Tasks and exercises -
**1.** Answer these about the interview on religious "nones," one answer a line:
(a) Which press helped connect the two men?
(b) What work does the person asking the first question say they do?
(c) About what share of people in England attend regularly?
**2.** From the interview on religious "nones," write out the passage from "With a helping" up to and including "understand these nones?".
## BEGIN Source document
With a helping hand from The University of Notre Dame Press, we connected these two thoughtful gentlemen to help us better understand the future we face as Americans.

Let’s begin with a consideration of the religious landscape, which the book notes is increasingly populated by people who claim no religious identity or “none” when asked what faith they hold. For me, as a pastor, I was most intrigued by your look at these religious “none(s),” because it gives a fresh and wonderfully nuanced view. You write we need to consider this “religious identity” in much subtler ways, by “examining how it is being used to endorse and give credibility to illiberal democratic forces.” Can you tell us more about how to understand these nones?

When we hear the word “religion” as Americans or Europeans, we immediately conjure images in our mind of cathedrals and vestments, church choirs and specific holidays. There are churches on the corners of our neighborhoods and, of course, stories about Plymouth Bay Colony and refugees fleeing for religious freedom. Of course, we also imagine the horrors of religion, the destruction of the World Trade Center, Islamist beheadings, sectarian battles from Ireland to the former Yugoslavia to Sri Lanka that fill the news. So religion is about behaviors and rituals. Yet most Americans today, well over 60 percent—even those who identify as Christian—will not be found in church on Sunday. In England, about 5 percent attend regularly and in Israel, only 14 percent attend synagogue.
## END Source document
## BEGIN Given material
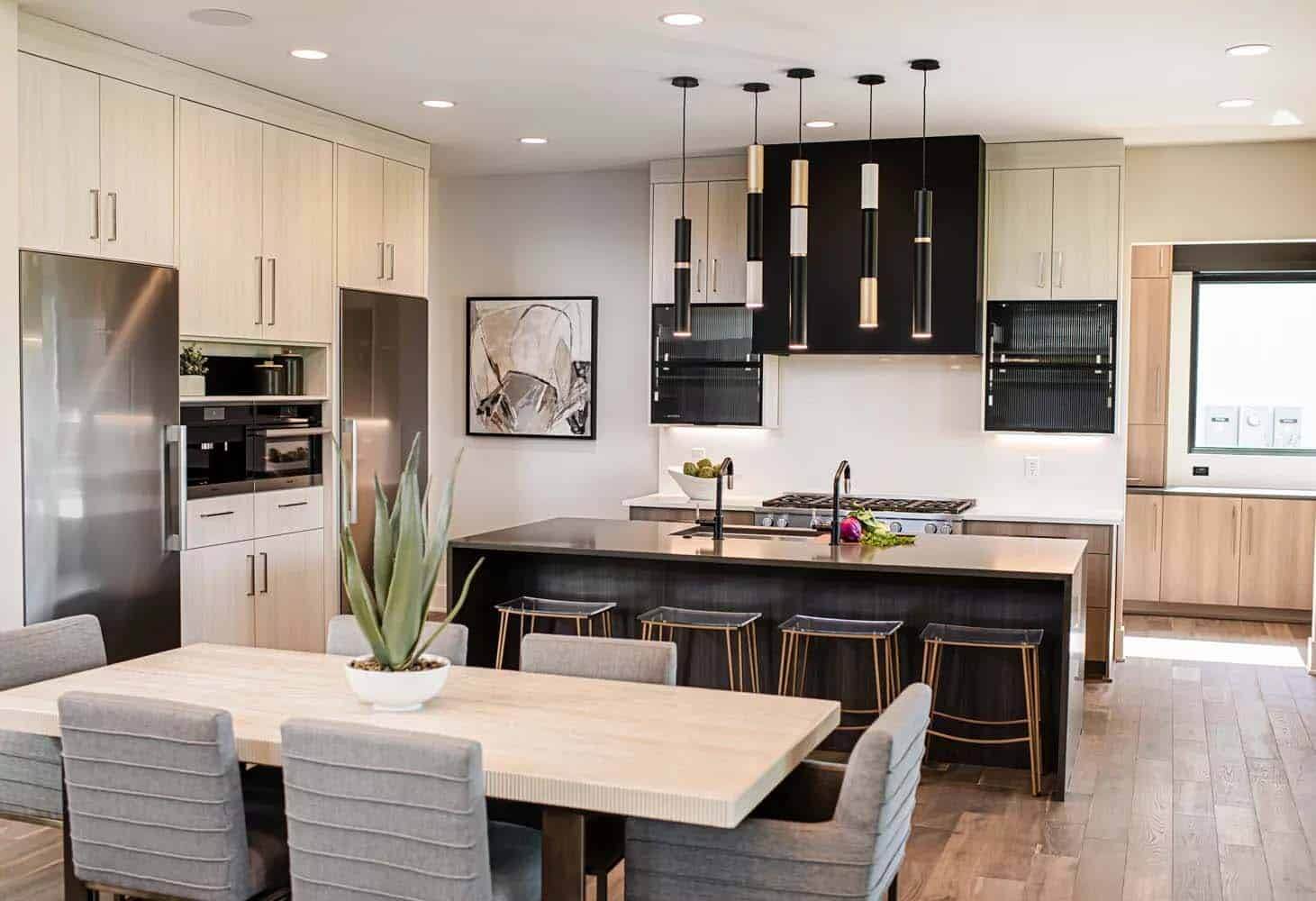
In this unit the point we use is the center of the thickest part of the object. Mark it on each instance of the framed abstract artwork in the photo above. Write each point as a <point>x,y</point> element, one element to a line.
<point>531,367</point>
## END Given material
Responses to the exercise -
**1.**
(a) The University of Notre Dame Press
(b) Pastor
(c) About 5 percent

**2.**
With a helping hand from The University of Notre Dame Press, we connected these two thoughtful gentlemen to help us better understand the future we face as Americans.

Let’s begin with a consideration of the religious landscape, which the book notes is increasingly populated by people who claim no religious identity or “none” when asked what faith they hold. For me, as a pastor, I was most intrigued by your look at these religious “none(s),” because it gives a fresh and wonderfully nuanced view. You write we need to consider this “religious identity” in much subtler ways, by “examining how it is being used to endorse and give credibility to illiberal democratic forces.” Can you tell us more about how to understand these nones?